[DIRECTIONS] Please revise the entries below by changing "Run inference" to "Perform detection" wherever it occurs, keeping every other line the same. Omit the pictures from your answer.

[RECORD EXTRACTS]
----

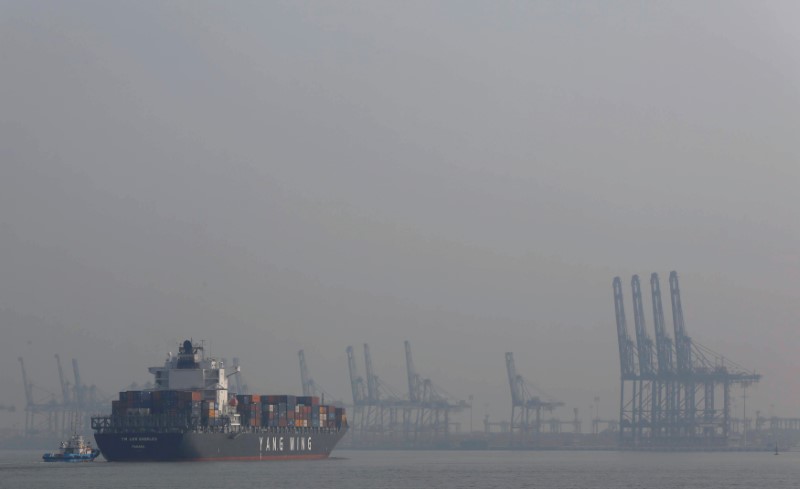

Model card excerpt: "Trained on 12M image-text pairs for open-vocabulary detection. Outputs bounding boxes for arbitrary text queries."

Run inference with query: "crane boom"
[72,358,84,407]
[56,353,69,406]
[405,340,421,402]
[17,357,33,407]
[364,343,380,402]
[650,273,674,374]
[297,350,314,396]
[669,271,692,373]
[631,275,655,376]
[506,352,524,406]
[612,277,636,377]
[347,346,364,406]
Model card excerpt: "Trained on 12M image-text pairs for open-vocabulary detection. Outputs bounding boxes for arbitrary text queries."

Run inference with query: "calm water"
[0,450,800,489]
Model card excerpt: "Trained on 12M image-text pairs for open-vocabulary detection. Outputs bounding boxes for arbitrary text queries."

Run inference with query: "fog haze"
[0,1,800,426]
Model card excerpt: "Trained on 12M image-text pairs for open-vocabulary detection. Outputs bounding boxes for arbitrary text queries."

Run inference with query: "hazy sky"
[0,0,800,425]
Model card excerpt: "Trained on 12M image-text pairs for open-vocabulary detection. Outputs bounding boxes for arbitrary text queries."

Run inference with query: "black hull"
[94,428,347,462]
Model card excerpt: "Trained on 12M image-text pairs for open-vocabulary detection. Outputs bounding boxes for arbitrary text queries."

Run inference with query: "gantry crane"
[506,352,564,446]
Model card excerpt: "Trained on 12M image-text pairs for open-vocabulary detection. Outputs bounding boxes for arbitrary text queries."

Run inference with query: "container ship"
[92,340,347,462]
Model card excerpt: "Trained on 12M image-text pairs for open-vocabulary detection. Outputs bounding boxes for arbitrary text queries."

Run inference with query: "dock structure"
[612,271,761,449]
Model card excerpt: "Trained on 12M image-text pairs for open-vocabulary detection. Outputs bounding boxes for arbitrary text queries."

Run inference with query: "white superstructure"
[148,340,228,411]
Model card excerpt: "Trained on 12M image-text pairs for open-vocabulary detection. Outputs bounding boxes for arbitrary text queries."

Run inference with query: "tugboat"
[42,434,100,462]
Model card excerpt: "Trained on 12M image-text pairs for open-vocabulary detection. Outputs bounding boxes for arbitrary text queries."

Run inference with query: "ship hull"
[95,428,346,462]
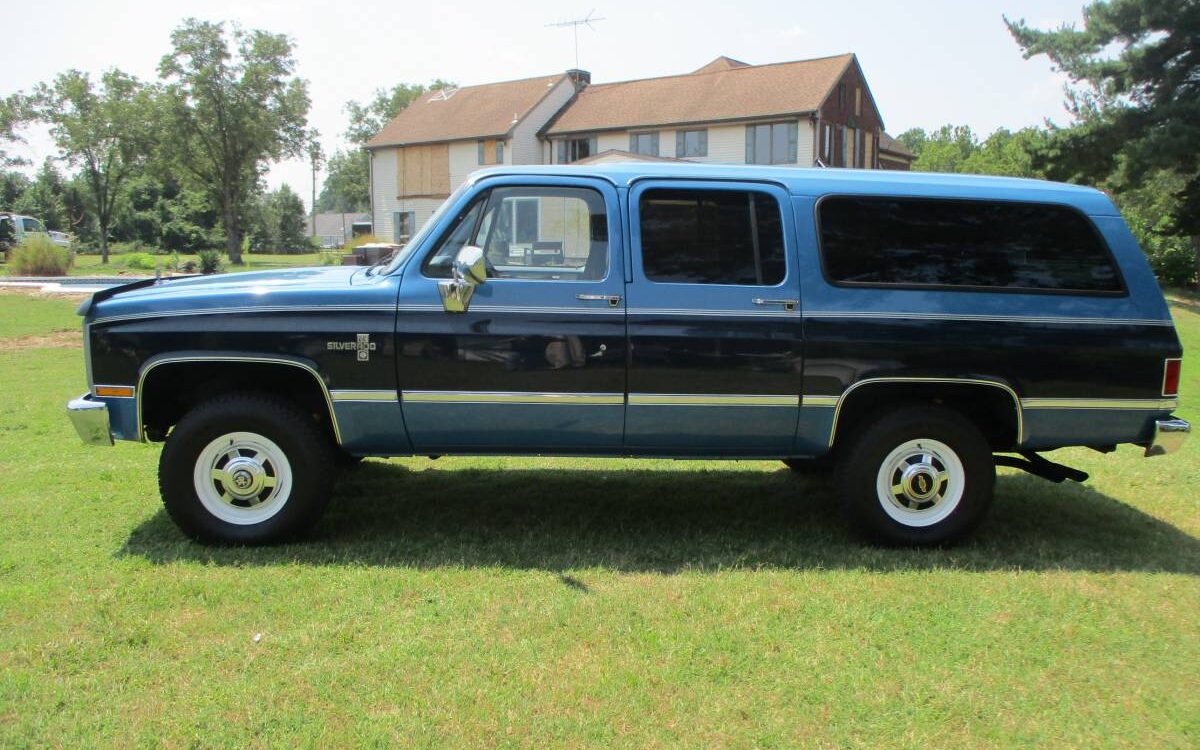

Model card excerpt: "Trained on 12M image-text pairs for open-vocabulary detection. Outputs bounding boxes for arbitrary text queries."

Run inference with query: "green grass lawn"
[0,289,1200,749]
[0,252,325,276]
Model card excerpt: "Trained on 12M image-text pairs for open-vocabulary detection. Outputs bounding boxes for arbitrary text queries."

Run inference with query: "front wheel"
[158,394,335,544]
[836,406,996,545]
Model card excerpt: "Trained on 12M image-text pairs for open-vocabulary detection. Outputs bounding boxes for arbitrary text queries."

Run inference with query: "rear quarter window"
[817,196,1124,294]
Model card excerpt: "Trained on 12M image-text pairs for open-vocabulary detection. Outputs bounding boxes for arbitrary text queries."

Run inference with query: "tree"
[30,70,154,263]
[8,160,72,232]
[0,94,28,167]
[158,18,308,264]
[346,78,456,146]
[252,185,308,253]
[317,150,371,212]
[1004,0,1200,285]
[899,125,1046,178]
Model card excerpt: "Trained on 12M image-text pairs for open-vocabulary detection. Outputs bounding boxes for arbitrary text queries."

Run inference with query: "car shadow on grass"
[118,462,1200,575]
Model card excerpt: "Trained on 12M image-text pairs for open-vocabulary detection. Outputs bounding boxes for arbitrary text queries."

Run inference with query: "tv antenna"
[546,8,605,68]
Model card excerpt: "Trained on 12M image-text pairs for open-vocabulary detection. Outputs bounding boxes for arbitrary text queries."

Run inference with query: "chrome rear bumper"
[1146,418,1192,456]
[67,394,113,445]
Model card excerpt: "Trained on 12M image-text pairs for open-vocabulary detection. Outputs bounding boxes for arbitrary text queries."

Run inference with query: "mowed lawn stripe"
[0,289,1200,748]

----

[WORKED SOLUTION]
Model card excerpt: "Trained on 12M image-text pairs for open-vocabulary detection. Outputs bounding boxes for arbitrary text queries."

Perform detection with query: "crane boom"
[72,358,84,407]
[56,353,69,406]
[405,340,421,402]
[17,357,33,407]
[364,343,380,402]
[650,273,674,374]
[297,350,314,396]
[669,271,692,373]
[631,275,655,376]
[506,352,524,406]
[612,277,636,377]
[347,346,364,406]
Model card excerpt: "Trained on 12M image-text pairs for open-vocabulary detection. Outputs bounding boxes for arbitrary text queries."

Perform detection with query: "calm water"
[0,450,800,489]
Model card excerpt: "Trained on 12M image-text pairs for open-vocabulary detection. Outputs bounding boxes for arbitrary text queries."

Perform detection with query: "fog haze"
[0,1,800,426]
Model card excerpt: "Trained on 12M image-text pairs for open-vocabulary detection. Outputs bounding boxes for arbitrary text queries."

Perform detection with query: "hazy sky"
[0,0,800,425]
Model card excerpt: "Trained on 12M image-text pairs for open-vocabulary detection. Outputs bounding boxes for arbitrary text queries."

Perform detection with query: "black hull"
[94,428,347,462]
Model card excerpt: "Trained on 12M image-text pairs for open-vocabulary detection. Outputs bounding boxes for arbitrary text queries."

Perform detection with query: "gantry crane"
[506,352,564,446]
Model card excerpt: "Trained on 12M image-text pairs for open-vocabulary detection. Outputs bounding boxes for arbitrary text queries."

Perform detection with query: "container ship"
[92,340,347,462]
Model card excerpt: "Trained on 12M image-text pairs for open-vocabulary detection. Outputs bounding boxes for arbitrary text queries."

Perform detection with query: "dock structure"
[612,271,761,449]
Model card excerpt: "Trained on 12M image-text pairs for open-vocabulary detection. Outputs bounding boxes for arbitrary text queries."

Perform detection with query: "white superstructure"
[148,340,228,411]
Model card excerpt: "Trained on 12M image-text pairs for open-vocabulary detection. Outputs bounding boxes for arbitrary text queries."

Perform detection with query: "tugboat"
[42,434,100,462]
Model card excerpt: "Trained on 12M image-text pairs for open-vocabulary detection. Outputs bounding boxes for arbitrary text queries."

Perform detection with query: "ship hull"
[95,428,346,462]

Model card excerpt: "Trained on 12M image-text pairs for open-vocabulary detection. Outputs bounding boxes for arbitrary text queries."

Perform detection with query: "green grass lawn"
[0,289,1200,749]
[0,252,325,276]
Model card excerpt: "Trained on 12M image-text pairs for open-vocabulary detection. Outputs bounding boxes for arbitrary text queries."

Perform detection with query: "front wheel"
[158,394,335,544]
[836,406,996,545]
Model card excerpt: "Trained on 12M image-text pairs for open-vocabulary detection. Outputs bounding boxes for arbitrary text queries."

Perform detection with query: "rear quarter window"
[817,196,1124,294]
Model card excerpt: "Trained on 12M image-text pairs for open-vocabulary detection. Outputs bounding boxes for arbitrary text queries."

Perform detection with query: "tree"
[30,70,154,263]
[8,160,72,232]
[0,94,28,167]
[158,18,308,264]
[346,78,456,146]
[252,185,308,253]
[317,150,371,212]
[1004,0,1200,285]
[899,125,1046,178]
Model card excerpt: "Trained on 12M image-text pairs for open-vocabulary detection. Outputs bounding boxes for arbitrary text queries."

Perform detection with query: "car shadow on grass"
[118,462,1200,575]
Model card excerpt: "Trained on 12M image-text pairs for open-vocabulary detection. Outputs bounding boxes for arbitrary text queries."

Perform detection with query: "tv antenna"
[546,8,605,68]
Model card excerpt: "Trained on 12M image-text pairs for open-vocabulary detection. Outputs bounding boxes for arbitrary text queries."

Perform detection with query: "chrome rear bumper"
[1146,418,1192,456]
[67,394,113,445]
Model card excerpt: "Trained on 12M image-text pairs for open-vocabulary detection. Outputs bounding boxes for arbitrary text queries."

Perform detection with query: "mowed lawn stripe"
[0,289,1200,748]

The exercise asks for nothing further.